## Task goal
Extract every line of the records below character for character, leaving out the pictures.

═══ Input

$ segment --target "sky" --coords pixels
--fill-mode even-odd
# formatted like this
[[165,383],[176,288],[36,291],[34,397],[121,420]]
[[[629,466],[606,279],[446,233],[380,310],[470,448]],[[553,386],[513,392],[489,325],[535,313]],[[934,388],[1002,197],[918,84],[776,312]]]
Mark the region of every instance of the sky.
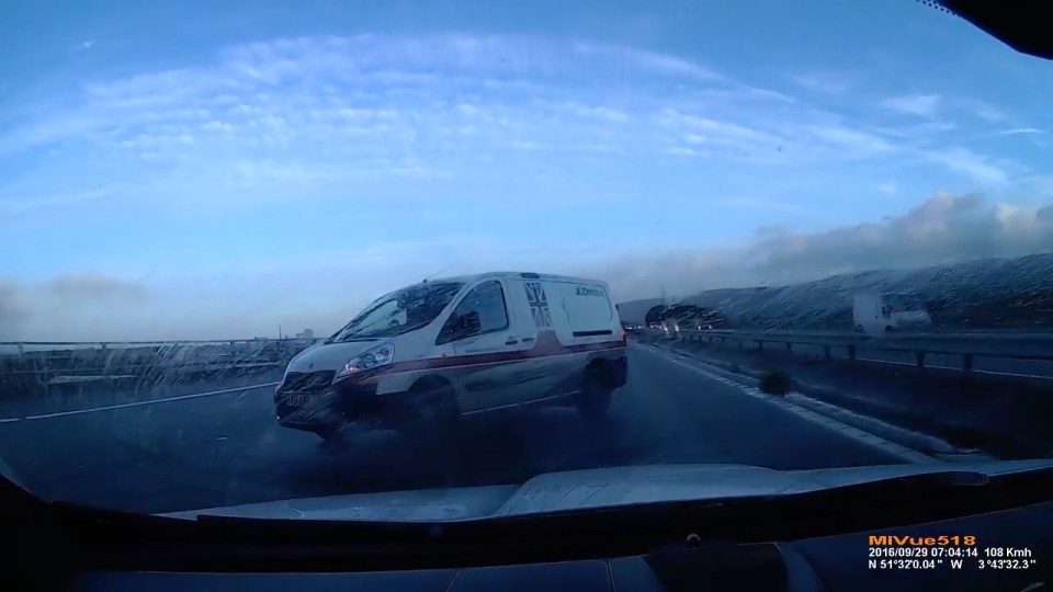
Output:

══════

## Final result
$ segment --target "sky" --coords pixels
--fill-mode even-odd
# formatted like this
[[165,383],[176,288],[36,291],[34,397],[121,420]]
[[[629,466],[606,279],[446,233],[380,310],[470,448]],[[553,386],[513,392],[489,325],[535,313]],[[934,388],[1002,197],[918,84],[776,312]]]
Mark the region of every instance of the sky.
Output:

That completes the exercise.